▶ **What to do**:
Please count how many lines in the data below contain the word "with", and give only the number.

▶ **Material provided**:
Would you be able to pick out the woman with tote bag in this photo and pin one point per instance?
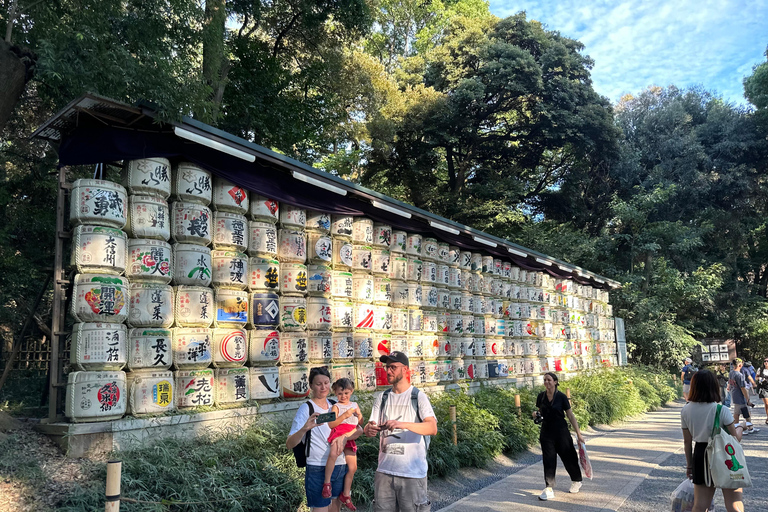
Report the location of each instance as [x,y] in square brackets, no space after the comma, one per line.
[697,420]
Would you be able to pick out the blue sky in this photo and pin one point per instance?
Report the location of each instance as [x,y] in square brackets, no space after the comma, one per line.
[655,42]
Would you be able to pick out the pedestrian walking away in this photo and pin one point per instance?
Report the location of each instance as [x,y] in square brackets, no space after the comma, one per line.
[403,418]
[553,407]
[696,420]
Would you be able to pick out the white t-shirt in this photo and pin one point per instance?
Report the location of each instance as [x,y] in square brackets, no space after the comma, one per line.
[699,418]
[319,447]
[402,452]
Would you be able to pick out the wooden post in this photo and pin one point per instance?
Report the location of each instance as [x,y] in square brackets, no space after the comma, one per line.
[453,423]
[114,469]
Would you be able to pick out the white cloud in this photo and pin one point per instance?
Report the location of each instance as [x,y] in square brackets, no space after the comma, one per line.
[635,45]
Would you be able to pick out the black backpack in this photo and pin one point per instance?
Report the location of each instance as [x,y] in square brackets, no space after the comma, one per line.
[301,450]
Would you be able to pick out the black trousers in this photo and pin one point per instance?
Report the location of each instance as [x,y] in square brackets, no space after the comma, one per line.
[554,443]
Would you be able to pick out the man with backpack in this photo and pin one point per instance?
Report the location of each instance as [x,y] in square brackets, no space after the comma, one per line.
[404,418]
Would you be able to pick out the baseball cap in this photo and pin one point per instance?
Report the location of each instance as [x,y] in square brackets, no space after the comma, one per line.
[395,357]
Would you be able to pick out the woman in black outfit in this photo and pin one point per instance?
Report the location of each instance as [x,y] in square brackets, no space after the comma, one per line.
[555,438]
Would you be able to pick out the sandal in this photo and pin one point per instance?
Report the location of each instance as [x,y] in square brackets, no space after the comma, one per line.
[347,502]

* * *

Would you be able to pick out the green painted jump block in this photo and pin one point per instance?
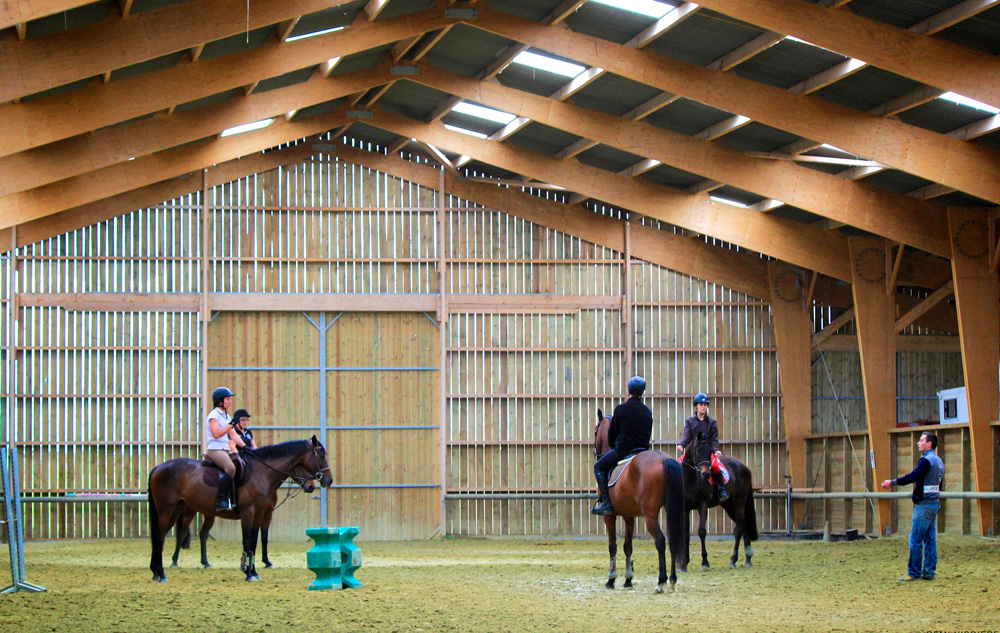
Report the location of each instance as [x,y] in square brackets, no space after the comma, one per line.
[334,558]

==

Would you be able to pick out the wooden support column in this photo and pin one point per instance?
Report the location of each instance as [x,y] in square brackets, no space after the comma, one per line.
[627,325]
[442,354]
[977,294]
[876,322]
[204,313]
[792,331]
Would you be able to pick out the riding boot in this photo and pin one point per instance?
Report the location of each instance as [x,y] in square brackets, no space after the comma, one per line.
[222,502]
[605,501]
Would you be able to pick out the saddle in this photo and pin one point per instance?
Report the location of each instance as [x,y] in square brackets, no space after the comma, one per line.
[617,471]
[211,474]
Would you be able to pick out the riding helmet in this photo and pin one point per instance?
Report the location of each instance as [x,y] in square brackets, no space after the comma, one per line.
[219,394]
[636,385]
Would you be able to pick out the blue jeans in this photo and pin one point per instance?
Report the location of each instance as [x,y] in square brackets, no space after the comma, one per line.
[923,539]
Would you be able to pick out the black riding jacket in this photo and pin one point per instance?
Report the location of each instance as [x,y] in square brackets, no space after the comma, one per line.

▶ **Result below**:
2